__GIVEN TEXT__
Panel asked to consider pre-screening of ads.

After its first quick look at preliminary recommendations for changes to Bar advertising rules, the Bar Board of Governors has asked for draft alternative proposals that could allow for mandatory screening of ads before they are aired or published.

The board, at its October meeting, also asked the Advertising Task Force 2004 to draft alternative rules relating to language in ads that creates unjustified expectations.

Board members and task force Vice Chair Chobee Ebbets presented the panel's preliminary recommendations for rule changes, and noted the board will have a detailed discussion at its December 10 meeting in Naples.

The task force will take public input on its suggestions and work on a final report at the Bar's January Midyear Meeting in Miami. Bar President Kelly Overstreet Johnson, who appointed the task force last year, said if that is ready, the board could take it up for final action at its January 28, 2005, meeting.

__TASK 1__
In the article on pre-screening of Bar ads, where will the board hold its December 10 meeting?
The article and the rows after it are unrelated to each other.

__THE RECORDS__
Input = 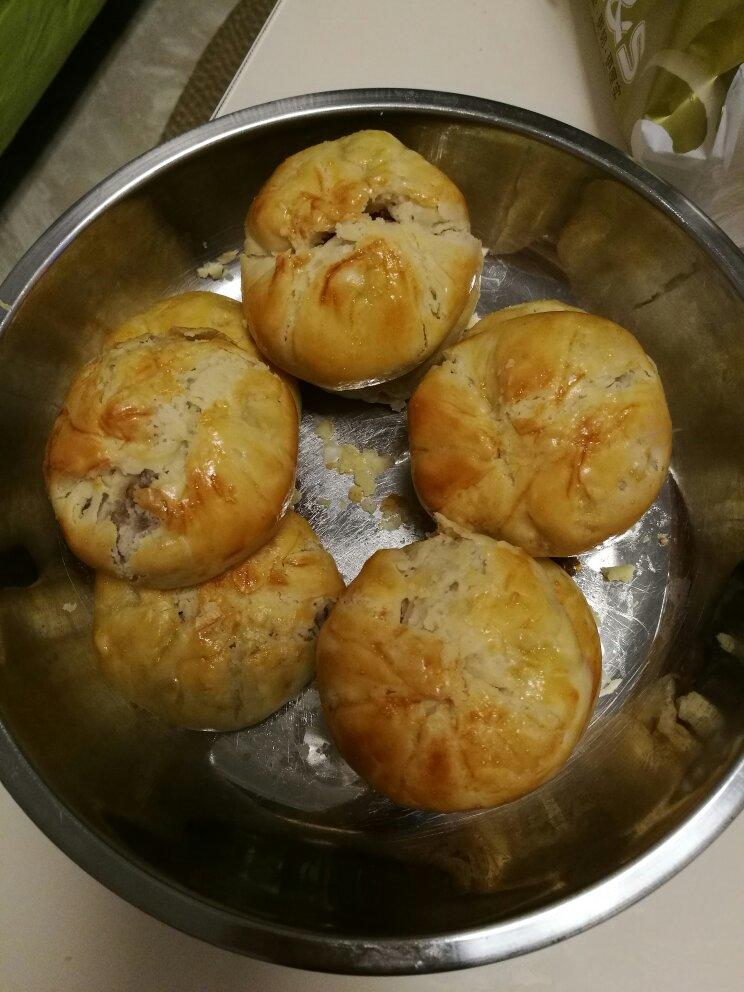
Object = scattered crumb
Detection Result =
[315,417,335,441]
[599,679,623,697]
[324,444,393,496]
[380,493,408,530]
[380,514,403,530]
[716,634,736,654]
[602,565,635,582]
[196,248,238,281]
[677,692,723,740]
[196,262,225,279]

__TASK 2__
Revise the rows above by changing "scattered crumb" to "loose crumb" and keeping everything else the same. Leave out the pictures.

__EXERCISE SOLUTION 1__
In Naples.

__EXERCISE SOLUTION 2__
Input = 
Object = loose crumb
Detection Result =
[315,417,335,441]
[599,679,623,697]
[324,444,393,496]
[380,493,408,530]
[380,514,403,530]
[716,634,736,654]
[602,565,635,582]
[196,248,238,281]
[677,692,723,740]
[196,262,225,279]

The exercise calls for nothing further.